Records for location labeling:

============

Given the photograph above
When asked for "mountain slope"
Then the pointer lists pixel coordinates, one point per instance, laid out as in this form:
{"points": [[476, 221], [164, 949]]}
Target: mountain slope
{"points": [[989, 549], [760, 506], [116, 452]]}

============

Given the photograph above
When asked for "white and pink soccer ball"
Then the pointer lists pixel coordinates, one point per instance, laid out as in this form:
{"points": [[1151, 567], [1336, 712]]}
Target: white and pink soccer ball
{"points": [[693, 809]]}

============

What is needed:
Gather every line of the records that contains the string "ball", matching case exactly.

Completed task:
When asked for "white and pink soccer ball"
Target: white and pink soccer ball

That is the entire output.